### EXERCISE AIM
Each line below that contains "ornament" should be counted; give the total alone.

### DATA UNDER STUDY
......
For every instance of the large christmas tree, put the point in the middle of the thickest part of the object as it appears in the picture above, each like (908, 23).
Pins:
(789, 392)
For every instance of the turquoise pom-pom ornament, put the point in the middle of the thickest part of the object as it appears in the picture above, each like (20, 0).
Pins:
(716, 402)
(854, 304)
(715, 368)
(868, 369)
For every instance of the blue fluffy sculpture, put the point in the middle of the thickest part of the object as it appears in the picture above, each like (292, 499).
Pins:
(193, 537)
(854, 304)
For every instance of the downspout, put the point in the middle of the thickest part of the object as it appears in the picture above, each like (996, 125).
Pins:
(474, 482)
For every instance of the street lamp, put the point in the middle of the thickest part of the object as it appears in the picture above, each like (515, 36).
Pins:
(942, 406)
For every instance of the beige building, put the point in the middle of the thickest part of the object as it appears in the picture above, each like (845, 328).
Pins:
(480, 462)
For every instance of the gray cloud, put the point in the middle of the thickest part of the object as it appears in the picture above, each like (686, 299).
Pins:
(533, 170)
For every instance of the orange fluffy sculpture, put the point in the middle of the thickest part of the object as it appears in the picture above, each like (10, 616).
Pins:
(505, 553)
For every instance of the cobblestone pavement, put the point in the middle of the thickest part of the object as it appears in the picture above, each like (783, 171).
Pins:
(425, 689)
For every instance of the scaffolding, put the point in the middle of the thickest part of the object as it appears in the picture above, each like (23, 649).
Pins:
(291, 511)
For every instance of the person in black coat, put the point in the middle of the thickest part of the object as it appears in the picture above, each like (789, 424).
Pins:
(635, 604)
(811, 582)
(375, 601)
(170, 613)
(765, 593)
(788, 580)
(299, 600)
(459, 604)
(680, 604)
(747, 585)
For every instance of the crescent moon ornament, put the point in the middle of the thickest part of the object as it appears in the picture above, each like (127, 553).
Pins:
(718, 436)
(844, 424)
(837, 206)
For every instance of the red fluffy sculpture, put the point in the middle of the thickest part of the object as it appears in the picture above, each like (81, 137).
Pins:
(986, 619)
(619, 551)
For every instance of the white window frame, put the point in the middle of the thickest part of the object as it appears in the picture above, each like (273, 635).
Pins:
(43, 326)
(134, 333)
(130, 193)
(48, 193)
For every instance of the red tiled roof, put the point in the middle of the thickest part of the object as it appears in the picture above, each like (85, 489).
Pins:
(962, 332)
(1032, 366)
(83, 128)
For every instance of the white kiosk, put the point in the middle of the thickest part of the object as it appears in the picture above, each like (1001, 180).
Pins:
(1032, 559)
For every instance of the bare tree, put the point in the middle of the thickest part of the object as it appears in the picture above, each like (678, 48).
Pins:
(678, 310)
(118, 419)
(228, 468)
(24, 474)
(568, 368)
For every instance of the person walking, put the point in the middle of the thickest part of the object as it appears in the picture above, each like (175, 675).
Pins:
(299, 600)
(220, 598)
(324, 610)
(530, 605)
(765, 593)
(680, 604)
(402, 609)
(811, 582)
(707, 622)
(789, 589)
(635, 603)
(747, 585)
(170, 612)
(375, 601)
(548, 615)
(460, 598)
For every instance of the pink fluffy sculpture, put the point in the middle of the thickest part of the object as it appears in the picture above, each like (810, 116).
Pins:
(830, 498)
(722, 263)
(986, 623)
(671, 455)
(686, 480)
......
### TASK RESPONSE
2